Stored data entries:
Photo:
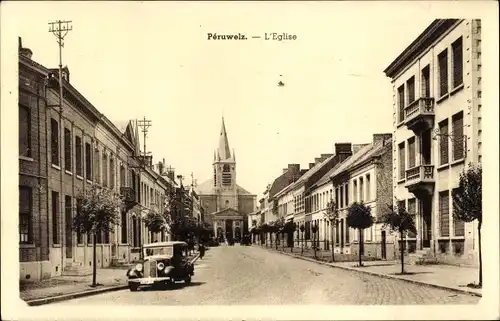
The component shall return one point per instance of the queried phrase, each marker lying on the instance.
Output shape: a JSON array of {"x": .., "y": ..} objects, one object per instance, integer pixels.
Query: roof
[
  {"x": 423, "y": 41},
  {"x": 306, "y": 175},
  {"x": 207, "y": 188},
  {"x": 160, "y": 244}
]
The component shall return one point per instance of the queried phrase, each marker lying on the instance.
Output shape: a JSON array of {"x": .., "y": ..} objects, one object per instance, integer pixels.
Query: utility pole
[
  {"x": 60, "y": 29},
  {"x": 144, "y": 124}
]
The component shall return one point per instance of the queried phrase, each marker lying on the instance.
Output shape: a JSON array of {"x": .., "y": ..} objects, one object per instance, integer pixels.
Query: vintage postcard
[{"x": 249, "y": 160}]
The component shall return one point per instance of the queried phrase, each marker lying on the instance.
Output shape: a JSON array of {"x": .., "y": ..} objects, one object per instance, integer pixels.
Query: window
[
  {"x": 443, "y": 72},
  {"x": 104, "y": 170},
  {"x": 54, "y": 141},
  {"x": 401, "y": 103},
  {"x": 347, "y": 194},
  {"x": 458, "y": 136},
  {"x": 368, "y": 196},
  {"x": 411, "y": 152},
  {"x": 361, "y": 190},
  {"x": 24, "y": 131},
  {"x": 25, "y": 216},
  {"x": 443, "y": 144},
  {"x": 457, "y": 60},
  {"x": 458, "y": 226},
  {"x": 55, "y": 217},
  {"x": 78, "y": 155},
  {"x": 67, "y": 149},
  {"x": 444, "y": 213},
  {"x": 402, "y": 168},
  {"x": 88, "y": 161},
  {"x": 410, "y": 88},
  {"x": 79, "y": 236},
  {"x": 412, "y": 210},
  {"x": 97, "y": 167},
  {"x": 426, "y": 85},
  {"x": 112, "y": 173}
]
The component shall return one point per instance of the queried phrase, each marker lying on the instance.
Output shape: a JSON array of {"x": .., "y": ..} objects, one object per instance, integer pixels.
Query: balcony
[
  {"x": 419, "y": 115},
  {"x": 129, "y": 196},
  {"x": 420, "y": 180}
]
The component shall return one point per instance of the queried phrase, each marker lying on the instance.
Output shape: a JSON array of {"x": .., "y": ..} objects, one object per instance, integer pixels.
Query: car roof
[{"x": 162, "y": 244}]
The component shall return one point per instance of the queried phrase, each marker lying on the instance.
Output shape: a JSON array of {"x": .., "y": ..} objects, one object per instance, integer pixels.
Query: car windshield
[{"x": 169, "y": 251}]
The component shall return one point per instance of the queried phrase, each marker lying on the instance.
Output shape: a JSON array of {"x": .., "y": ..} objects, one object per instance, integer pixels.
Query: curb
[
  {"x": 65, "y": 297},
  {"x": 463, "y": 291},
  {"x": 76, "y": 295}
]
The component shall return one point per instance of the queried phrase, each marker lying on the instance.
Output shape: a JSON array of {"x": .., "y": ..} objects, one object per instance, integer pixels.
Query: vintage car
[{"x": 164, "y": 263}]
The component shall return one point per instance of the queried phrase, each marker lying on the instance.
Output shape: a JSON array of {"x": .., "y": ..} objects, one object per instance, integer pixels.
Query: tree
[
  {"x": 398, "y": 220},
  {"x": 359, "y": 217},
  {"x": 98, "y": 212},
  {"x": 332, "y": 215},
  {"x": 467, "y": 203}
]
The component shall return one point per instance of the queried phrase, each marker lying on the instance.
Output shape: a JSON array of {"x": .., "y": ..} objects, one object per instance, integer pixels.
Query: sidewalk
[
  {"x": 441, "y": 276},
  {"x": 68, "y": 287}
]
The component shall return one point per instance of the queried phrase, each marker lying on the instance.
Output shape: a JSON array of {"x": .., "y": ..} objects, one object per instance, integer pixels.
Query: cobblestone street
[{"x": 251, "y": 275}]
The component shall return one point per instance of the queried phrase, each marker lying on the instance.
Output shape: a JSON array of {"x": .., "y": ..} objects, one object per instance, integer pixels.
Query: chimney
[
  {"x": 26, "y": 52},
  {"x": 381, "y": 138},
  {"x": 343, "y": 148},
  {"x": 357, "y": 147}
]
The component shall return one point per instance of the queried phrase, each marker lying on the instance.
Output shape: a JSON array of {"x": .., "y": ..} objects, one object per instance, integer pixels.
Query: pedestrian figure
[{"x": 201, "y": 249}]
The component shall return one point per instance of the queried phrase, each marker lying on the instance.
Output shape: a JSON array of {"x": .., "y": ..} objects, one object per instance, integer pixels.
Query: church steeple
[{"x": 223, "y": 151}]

• [Task objective]
Copy the material shown above in full and exactly. Skip the pictures.

• [Exercise output]
Photo:
The component shall return one point per instance of the queried phrase, each marker lying on the instance.
Output shape: a JSON array of {"x": .., "y": ..} objects, one object per instance, integer pixels.
Query: roof
[
  {"x": 423, "y": 41},
  {"x": 306, "y": 175},
  {"x": 207, "y": 188},
  {"x": 160, "y": 244}
]
The component shall return one point per instance of the queried phrase, each marker lying on the instance.
Output shape: a JSON array of {"x": .., "y": ..} objects, one object per instance, integer pixels.
Query: utility pole
[
  {"x": 60, "y": 29},
  {"x": 144, "y": 124}
]
The component shall return one point per instance of the queried phrase, each marker lying on the instance.
Output shape: a JSON array of {"x": .., "y": ..} objects, one object per instance, integer pixels.
Query: vintage postcard
[{"x": 249, "y": 160}]
The component shall return one point per instance of the queried phrase, each marker lying on the instance.
Output shape: a JSON array of {"x": .., "y": ..} objects, one object per instance, integer pixels.
Query: window
[
  {"x": 443, "y": 72},
  {"x": 104, "y": 170},
  {"x": 54, "y": 141},
  {"x": 401, "y": 103},
  {"x": 347, "y": 194},
  {"x": 458, "y": 136},
  {"x": 368, "y": 196},
  {"x": 411, "y": 152},
  {"x": 361, "y": 190},
  {"x": 24, "y": 131},
  {"x": 25, "y": 216},
  {"x": 443, "y": 144},
  {"x": 457, "y": 60},
  {"x": 458, "y": 226},
  {"x": 55, "y": 217},
  {"x": 78, "y": 155},
  {"x": 67, "y": 149},
  {"x": 444, "y": 213},
  {"x": 402, "y": 168},
  {"x": 88, "y": 161},
  {"x": 410, "y": 88},
  {"x": 79, "y": 236},
  {"x": 412, "y": 210},
  {"x": 97, "y": 167},
  {"x": 426, "y": 85},
  {"x": 112, "y": 173}
]
The component shall return one point per instance of the queried phrase, each marker lying on the instance.
Output shape: a JSON array of {"x": .., "y": ..} objects, one object per instance, integer pixels.
Query: balcony
[
  {"x": 419, "y": 115},
  {"x": 129, "y": 196},
  {"x": 420, "y": 180}
]
The component shall return one point per instance of the queried phrase, each marker lying on the instance.
Output shape: a JSON array of {"x": .., "y": ..} objects, one object per instance, integer pixels.
Query: car roof
[{"x": 162, "y": 244}]
The component shall return one point per instance of the queried phrase, each marker lying on the instance.
Output shape: a JSON array of {"x": .., "y": ..} objects, one object per instance, integer pixels.
Query: car windshield
[{"x": 169, "y": 251}]
The component shall return one point per instance of the queried phrase, each marker lying on the instance.
Output shape: a JSON array of {"x": .., "y": ..} objects, one object per instance, integer pixels.
Query: curb
[
  {"x": 65, "y": 297},
  {"x": 463, "y": 291},
  {"x": 76, "y": 295}
]
The component shall return one point per instance of the queried phrase, each marker lying on the instance.
Output shape: a JSON array of {"x": .., "y": ..} objects, one object per instance, integer pixels.
Query: vintage car
[{"x": 164, "y": 263}]
The component shall return one point per instance of the queried phrase, each marker lying on the instance.
Output shape: a JSON array of {"x": .., "y": ..} objects, one object per instance, integer pixels.
Query: tree
[
  {"x": 398, "y": 220},
  {"x": 359, "y": 217},
  {"x": 98, "y": 212},
  {"x": 332, "y": 215},
  {"x": 467, "y": 203}
]
The component shall return one point per instance of the queried phrase, each marker lying on the instance.
Output shape: a JSON array of {"x": .., "y": ..} objects, one object per instance, integer pixels.
Query: sidewalk
[
  {"x": 441, "y": 276},
  {"x": 68, "y": 287}
]
The component shall return one point per instance of the queried phrase, each marker lying on the instance.
Output shape: a JSON array of {"x": .., "y": ..} objects, one object per instance, integer pixels.
Query: cobblestone street
[{"x": 251, "y": 275}]
The component shall return one point per instance of the queried phrase, each marker lying on the instance.
Output shape: a JSON array of {"x": .., "y": ..} objects, one object per instance, integer pixels.
Query: chimney
[
  {"x": 26, "y": 52},
  {"x": 381, "y": 138},
  {"x": 343, "y": 148},
  {"x": 357, "y": 147}
]
The component shall return one point per instance of the queried phrase, each marker lying on the instance.
Output shape: a JSON array of {"x": .., "y": ..} objects, one object per instance, integer pixels.
Query: pedestrian figure
[{"x": 201, "y": 249}]
The component shall return one point per instance of the queried phrase, each marker lying on the instance.
Output shape: a JSON array of {"x": .., "y": ..} objects, one object per instance, integer pixels.
Query: church steeple
[{"x": 223, "y": 151}]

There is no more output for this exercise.